*** TEXT PROVIDED ***

The Sydney-based manufacturer entered the Philippine market in early 2020 by launching three of its brands through supermarket retailers Robinsons Supermarket and Rustan’s Supermarket.
Peter Bosevski, global marketing and sales manager of G&M Cosmetics told CosmeticsDesign-Asia that the company faced difficulty in the subsequent months as it had chosen to enter the market through offline channels.
“We were advised to go the traditional way of launching into physical retail first. Usually, for other markets, we’ve done the opposite, going online first before moving into brick-and-mortar.”
The launch occurred before the pandemic hit the country, sending it into multiple strict lockdowns as the government struggled to contain the virus spread.
Even though both its retailers were allowed to operate, local consumers were drawing back and focusing their spending on essential items like food, sanitisers and toiletries.
This caused the company’s sales to be hit for three or four months.
“What we realised is that we had to be quick to act. If we do nothing and wait for people to go into the supermarkets, we would lose the exposure for our brands,” said Bosevski.
Recently, the company launched two online flagship stores on Lazada and Shopee, two prominent South East Asian e-commerce platforms.
“Previously, our research told us that the local consumers preferred to shop in person and that brick-and-mortar was very strong. E-commerce has been growing in the country, particularly in the areas outside the metros. But now with the virus, people’s shopping habits have changed and moving online,” said Bosevski.
The change was evident in the company’s performance on the platform, said Bosevski.
“In the first week that we launched on Lazada, we sold more in one week than one month in Robinsons.”
According to figures from the e-Conomy SEA 2019 report by Google, Temasek and Bain & Company, the Philippines’ Internet economy is expected to grow by more than three time to USD25m in 2025.
The same report also stated that the value of consumer goods was estimated to hit US12bn by 2025.
Despite the challenges and uncertainty it faces in the current climate, G&M Cosmetics is hoping to further its footprint in the Philippines.

*** End of TEXT PROVIDED ***
*** PROVIDED MATERIAL ***

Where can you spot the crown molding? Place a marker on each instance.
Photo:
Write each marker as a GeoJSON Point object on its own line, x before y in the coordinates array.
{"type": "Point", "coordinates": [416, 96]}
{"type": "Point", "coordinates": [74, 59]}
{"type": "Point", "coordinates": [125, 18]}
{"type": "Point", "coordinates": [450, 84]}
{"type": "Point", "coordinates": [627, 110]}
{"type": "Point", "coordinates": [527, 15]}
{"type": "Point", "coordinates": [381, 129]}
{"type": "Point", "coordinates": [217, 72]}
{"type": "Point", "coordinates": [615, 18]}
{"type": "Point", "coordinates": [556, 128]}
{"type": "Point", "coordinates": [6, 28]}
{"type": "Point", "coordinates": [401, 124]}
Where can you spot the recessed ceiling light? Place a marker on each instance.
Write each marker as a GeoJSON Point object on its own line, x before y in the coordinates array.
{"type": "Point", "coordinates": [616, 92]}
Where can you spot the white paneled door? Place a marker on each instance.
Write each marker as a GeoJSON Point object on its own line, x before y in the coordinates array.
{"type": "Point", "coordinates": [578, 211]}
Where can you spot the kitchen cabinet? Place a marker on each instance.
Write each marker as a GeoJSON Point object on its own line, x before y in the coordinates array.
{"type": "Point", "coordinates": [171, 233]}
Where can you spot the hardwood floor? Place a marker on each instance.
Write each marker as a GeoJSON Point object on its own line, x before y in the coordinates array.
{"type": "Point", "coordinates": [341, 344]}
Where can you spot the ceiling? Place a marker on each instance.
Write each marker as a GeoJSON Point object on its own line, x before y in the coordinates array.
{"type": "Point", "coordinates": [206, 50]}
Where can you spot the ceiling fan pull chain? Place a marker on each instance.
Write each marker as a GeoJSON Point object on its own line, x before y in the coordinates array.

*** End of PROVIDED MATERIAL ***

• _EXERCISE GOAL_: Reproduce, word for word, the passage of the article above on G&M Cosmetics in the Philippines that begins with the words containing "Peter Bosevski, global" and ends with "the virus spread.".

• _EXPECTED ANSWER_:
Peter Bosevski, global marketing and sales manager of G&M Cosmetics told CosmeticsDesign-Asia that the company faced difficulty in the subsequent months as it had chosen to enter the market through offline channels.
“We were advised to go the traditional way of launching into physical retail first. Usually, for other markets, we’ve done the opposite, going online first before moving into brick-and-mortar.”
The launch occurred before the pandemic hit the country, sending it into multiple strict lockdowns as the government struggled to contain the virus spread.